● **READING TEXT**:

╭──

Keys to  Building a Successful Root Cause Program

Keys to Building a Successful Root Cause Program

In November of 2018 I took on a new role to create and manage a root cause program for the engineering department of the software company I work for. When I attempted to research existing root cause programs for software companies, the returned results were for root cause specific software, not at all what I was looking for. I broadened my search when setting up the program and quickly found that many of the manufacturing and health care protocols did not translate well to database failures or code issues. Maybe you are in that same search right now. If you are starting the same journey I was on in 2018, I want to give you that ‘how to’ list that did not exist for me. In this article I’ll lay out a few key principles that are the foundation for the program. Over the following weeks I’ll take a deep dive into each section giving its own dedicated article.

Our program’s directive was to have one place where we tracked incident root causes and their corresponding mitigations. The business goal was to reduce the recurrence of incidents. We wanted to identify the root causes of our issues and put preventive actions in place to keep them from happening again. I built the program off some of the best practices I found, a lot of trial and error and plenty of input from the participants. We call our program RCAPA, Root Cause Analysis and Preventive Action. 3 years later I’ve reviewed over 800 incidents that span from emergency change requests to full blown outages. Over that time I’ve seen a shift from hesitancy (do I really have to do this for an emergency change request?) to full participation, and teams that use the process on their own when their issue doesn’t require a full RCAPA review. Our root cause program is well received, popular and seen as place where teams can come together to problem solve.

Warning: If you do this right you are not going to see a reduction in incidents right away. You are actually going to see more, or at least it will seem that way. When I set up the program, we thought we would see 5 or 6 incidents a month. 3 years later I review 8 to 10 incidents a week. It’s not that we are having more incidents, it is that we are looking at more than originally intended. Two things contributed to the perceived increase in incidents. First, I expanded the parameters of what we review, if I can get in front of something while is it a small, lower environment issue we can prevent it from becoming a production issue. Second, the program became popular. Teams saw it as a place to collaborate to build effective solutions. Once word got out that you didn’t get in trouble for speaking up in RCAPA, my calendar started to fill up. We weren’t having more incidents; we were shining a light in some dark forgotten corners and picking up rugs that had plenty of technical debt piled beneath them. Keep that in mind when building out your first set of OKRs, if incident reduction is a key result you might want to rethink how you measure it.?

╰──

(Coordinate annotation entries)
╭──

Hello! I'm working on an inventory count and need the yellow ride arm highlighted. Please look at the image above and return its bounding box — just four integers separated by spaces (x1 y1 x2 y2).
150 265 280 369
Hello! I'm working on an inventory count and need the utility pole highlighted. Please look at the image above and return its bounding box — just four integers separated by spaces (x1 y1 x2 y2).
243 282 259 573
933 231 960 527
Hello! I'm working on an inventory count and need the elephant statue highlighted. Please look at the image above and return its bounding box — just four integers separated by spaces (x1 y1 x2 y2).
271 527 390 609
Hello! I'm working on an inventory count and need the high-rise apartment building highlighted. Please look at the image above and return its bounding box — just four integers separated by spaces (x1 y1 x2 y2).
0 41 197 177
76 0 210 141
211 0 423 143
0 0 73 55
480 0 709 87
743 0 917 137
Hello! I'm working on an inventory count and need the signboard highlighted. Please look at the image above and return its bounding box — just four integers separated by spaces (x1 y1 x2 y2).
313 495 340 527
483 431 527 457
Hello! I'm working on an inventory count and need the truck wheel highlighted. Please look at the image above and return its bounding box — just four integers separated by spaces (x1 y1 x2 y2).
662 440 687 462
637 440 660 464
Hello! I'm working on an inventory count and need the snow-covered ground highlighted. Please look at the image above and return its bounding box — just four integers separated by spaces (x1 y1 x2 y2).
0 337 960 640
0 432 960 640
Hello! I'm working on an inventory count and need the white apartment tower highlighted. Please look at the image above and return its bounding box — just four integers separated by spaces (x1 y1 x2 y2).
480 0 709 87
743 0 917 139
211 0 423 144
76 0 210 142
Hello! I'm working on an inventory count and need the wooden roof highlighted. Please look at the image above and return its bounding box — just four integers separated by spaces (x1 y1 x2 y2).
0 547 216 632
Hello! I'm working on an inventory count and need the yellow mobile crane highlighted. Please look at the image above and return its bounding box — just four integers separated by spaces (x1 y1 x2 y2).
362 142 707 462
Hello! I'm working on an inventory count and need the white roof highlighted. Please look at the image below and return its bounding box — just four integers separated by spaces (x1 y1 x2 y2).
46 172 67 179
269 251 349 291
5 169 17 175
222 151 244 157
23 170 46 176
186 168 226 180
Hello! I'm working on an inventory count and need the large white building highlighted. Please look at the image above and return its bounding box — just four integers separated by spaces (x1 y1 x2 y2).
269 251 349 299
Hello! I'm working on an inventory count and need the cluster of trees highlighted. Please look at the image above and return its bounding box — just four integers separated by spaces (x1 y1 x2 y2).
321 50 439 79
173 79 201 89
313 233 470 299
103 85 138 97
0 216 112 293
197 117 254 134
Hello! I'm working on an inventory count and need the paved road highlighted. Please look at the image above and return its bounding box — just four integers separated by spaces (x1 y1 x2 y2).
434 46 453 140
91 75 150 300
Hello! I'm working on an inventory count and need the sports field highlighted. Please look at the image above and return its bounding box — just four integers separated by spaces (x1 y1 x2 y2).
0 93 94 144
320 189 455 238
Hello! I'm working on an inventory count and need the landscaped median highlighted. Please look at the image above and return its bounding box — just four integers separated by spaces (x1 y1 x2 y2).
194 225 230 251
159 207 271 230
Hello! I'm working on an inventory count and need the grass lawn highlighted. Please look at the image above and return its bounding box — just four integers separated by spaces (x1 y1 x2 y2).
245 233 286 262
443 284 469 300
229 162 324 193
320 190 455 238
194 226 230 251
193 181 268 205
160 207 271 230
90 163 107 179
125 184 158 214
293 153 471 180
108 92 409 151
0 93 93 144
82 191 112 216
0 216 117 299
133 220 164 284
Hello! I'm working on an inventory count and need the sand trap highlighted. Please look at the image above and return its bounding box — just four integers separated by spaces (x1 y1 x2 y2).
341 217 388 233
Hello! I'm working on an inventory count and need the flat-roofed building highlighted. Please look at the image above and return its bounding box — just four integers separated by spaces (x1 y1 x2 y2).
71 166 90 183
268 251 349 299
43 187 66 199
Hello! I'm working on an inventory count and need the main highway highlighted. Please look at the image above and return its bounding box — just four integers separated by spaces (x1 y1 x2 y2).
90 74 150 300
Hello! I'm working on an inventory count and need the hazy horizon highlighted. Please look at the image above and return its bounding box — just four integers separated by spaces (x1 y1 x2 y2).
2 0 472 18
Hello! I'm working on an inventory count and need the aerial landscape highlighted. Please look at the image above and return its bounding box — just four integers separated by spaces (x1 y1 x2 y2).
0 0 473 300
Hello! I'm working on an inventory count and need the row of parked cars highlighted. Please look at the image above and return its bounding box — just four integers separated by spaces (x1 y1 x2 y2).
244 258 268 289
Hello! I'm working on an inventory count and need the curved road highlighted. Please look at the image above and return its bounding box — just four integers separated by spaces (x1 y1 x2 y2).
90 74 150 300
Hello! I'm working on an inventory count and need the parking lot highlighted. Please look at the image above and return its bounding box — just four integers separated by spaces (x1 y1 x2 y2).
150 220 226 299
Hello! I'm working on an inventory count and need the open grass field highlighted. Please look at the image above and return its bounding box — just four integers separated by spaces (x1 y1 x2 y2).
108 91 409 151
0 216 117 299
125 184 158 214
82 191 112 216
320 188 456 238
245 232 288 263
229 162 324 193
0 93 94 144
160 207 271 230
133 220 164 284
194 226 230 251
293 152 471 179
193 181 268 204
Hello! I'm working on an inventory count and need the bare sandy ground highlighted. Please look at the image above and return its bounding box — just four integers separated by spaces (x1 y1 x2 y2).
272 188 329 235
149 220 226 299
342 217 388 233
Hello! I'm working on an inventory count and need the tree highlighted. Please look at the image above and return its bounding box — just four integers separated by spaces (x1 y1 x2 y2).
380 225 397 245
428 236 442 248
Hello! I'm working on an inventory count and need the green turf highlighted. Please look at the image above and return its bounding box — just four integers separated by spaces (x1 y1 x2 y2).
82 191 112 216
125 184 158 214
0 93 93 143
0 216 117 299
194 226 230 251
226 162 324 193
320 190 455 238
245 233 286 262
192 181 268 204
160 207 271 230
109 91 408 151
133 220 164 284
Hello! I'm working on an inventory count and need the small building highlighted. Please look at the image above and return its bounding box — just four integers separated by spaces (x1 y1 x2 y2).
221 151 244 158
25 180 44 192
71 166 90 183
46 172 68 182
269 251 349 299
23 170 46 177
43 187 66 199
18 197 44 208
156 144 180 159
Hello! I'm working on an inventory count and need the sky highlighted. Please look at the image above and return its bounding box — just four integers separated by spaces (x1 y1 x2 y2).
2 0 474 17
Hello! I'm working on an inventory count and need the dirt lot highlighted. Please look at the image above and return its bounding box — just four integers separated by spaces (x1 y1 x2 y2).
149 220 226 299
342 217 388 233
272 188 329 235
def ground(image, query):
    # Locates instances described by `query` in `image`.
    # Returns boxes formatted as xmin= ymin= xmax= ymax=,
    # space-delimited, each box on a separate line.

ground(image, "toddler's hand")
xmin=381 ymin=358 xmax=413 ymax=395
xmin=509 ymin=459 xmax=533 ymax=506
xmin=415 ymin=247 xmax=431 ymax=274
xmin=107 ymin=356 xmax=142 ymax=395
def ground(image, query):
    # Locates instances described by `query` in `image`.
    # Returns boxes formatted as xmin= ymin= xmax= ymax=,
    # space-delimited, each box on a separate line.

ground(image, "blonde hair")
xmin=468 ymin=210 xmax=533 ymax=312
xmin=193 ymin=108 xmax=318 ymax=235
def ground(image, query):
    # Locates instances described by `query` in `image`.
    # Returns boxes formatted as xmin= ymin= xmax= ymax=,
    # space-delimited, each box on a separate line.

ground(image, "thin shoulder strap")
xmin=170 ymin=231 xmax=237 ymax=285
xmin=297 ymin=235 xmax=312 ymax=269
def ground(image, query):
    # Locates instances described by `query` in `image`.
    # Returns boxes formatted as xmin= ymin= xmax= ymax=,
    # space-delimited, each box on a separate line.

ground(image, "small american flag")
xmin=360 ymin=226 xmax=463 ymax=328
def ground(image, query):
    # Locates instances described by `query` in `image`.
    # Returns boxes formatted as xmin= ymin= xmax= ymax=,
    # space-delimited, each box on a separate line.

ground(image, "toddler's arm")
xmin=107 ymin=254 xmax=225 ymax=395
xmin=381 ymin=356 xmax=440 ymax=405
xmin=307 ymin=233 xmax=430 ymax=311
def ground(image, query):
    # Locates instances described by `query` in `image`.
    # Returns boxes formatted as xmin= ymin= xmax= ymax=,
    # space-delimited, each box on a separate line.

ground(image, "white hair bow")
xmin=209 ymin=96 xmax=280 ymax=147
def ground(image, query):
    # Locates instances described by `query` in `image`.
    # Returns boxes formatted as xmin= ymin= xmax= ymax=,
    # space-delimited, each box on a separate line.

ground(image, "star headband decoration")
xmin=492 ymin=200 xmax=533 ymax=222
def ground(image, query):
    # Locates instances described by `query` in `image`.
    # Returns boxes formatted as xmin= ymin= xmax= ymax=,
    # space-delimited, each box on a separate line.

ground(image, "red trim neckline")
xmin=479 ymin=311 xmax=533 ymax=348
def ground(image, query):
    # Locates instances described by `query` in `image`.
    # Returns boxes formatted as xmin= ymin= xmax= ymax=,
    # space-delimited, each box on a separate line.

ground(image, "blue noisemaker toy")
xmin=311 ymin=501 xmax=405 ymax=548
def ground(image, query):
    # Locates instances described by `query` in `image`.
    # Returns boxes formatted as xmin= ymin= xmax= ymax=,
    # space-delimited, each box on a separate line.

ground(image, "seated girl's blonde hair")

╰──

● **STATED GOAL 1**:
Echo the article on building a root cause program word for word, from "In November of" up to and including "own dedicated article.".
● **STATED GOAL 2**:
Using the article on building a root cause program, mark each statement yes or no and quote the words that decide it: (a) The program's name stands for Root Cause Analysis and Preventive Action. (b) When the program was set up, the expected volume was 8 to 10 incidents a month. (c) The new role began in November of 2018.
● **STATED GOAL 3**:
Write the next part of the article on building a root cause program, picking up after its final sentence.

● **ANSWER 1**:
In November of 2018 I took on a new role to create and manage a root cause program for the engineering department of the software company I work for. When I attempted to research existing root cause programs for software companies, the returned results were for root cause specific software, not at all what I was looking for. I broadened my search when setting up the program and quickly found that many of the manufacturing and health care protocols did not translate well to database failures or code issues. Maybe you are in that same search right now. If you are starting the same journey I was on in 2018, I want to give you that ‘how to’ list that did not exist for me. In this article I’ll lay out a few key principles that are the foundation for the program. Over the following weeks I’ll take a deep dive into each section giving its own dedicated article.

● **ANSWER 2**:
(a) Yes: "We call our program RCAPA, Root Cause Analysis and Preventive Action."
(b) No: "When I set up the program, we thought we would see 5 or 6 incidents a month."
(c) Yes: "In November of 2018 I took on a new role to create and manage a root cause program"

● **ANSWER 3**:
Welcome to Switzerland

The number one rule of our root cause program is that it must remain blameless; RCAPA is a neutral zone. I state at the beginning of every RCAPA review meeting that the process is “not a finger pointing exercise”. Root cause requires transparency from your participants, for that to happen the process must be blameless. No one gets in trouble when they participate in our RCAPA program. Human error isn’t listed as a root cause, I don’t accept it as one, even when someone walks into a meeting and announces, “it was me I did it, I screwed up.” There is always a deeper systemic issue to be found underneath that human error. When participants are safe, it is much easier to uncover the root cause beneath the missed keystroke. If a human error has taken down a production system, then we need to understand why that system is vulnerable. RCAPA is a neutral zone, we don’t take sides or single out specific teams or people. When finger pointing and blame are absent, teams are freed up to work together to create solutions. Your root cause program should be considered sacred neutral ground, it is the Switzerland of your company.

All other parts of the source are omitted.